### PAGE
— begin —
# what to do with weepy soap?



## GREENCOUNTYPETE (Jul 25, 2006)

i have soap that is probably about a year old. the oils are coming out of the soap and pooling on the edges. i hope that makes sense, from what i read it means that one of my oils was not fresh when i made the soap. :help: so what do i do with it now? i hate to throw it away, if i grate it for laundry soap i get yellow streaks on the clothes. ideas?

GCPete's wife (previously idigpotatoes)


----------



## linn (Jul 19, 2005)

Does it smell OK, no rancid smell? If the smell is OK I would grate it up and rebatch it in an old Crockpot.


----------



## MullersLaneFarm (Jul 23, 2004)

Is this CP/HP soap?? If so, my guess is you are not seeing oils weeping from the soap, but water that is attracted by the naturally occurring glycerin in the soap. 

With the warmer & more humid conditions, this is not unusual at all. Simply wipe them down!


----------



## MullersLaneFarm (Jul 23, 2004)

sorry, duplicate post


----------



## GREENCOUNTYPETE (Jul 25, 2006)

its cold process soap in bars. it sits in my bin of soap and it gets a brown oil film on the edge. its to thick to just wipe off. i tried trimming it off and occassionally its in an air bubble near the edge of the soap bar too. the soap is just for around the house so i guess we will just use it, i didnt scent that batch so it just smells like soap.


----------



## linn (Jul 19, 2005)

You can grate it up and melt it with a little liquid, then pour it in a mold.


----------



## lathermaker (May 7, 2010)

hmmmm this doesn't sound like oil to me, especially if it's brown in color and showing up in air bubbles. It could be pockets of lye. Does the soap have an "off" smell to it? If so, it could be rancid oils. Do you know how to zap test it?


----------
— end —
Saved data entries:
— begin —
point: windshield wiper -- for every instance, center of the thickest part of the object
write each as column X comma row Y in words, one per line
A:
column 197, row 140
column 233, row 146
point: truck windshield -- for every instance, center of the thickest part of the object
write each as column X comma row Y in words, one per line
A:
— end —
### WRITTEN INSTRUCTION A
Translate this sentence from the soap thread into Spanish: "You can grate it up and melt it with a little liquid, then pour it in a mold."
### WRITTEN INSTRUCTION B
Arrange all the lines of the saved data entries as a JSON list of strings, one string per line, leaving out any blank lines.

### SOLUTION A
Puedes rallarlo y derretirlo con un poco de líquido, y luego verterlo en un molde.

### SOLUTION B
[
  "point: windshield wiper -- for every instance, center of the thickest part of the object",
  "write each as column X comma row Y in words, one per line",
  "A:",
  "column 197, row 140",
  "column 233, row 146",
  "point: truck windshield -- for every instance, center of the thickest part of the object",
  "write each as column X comma row Y in words, one per line",
  "A:"
]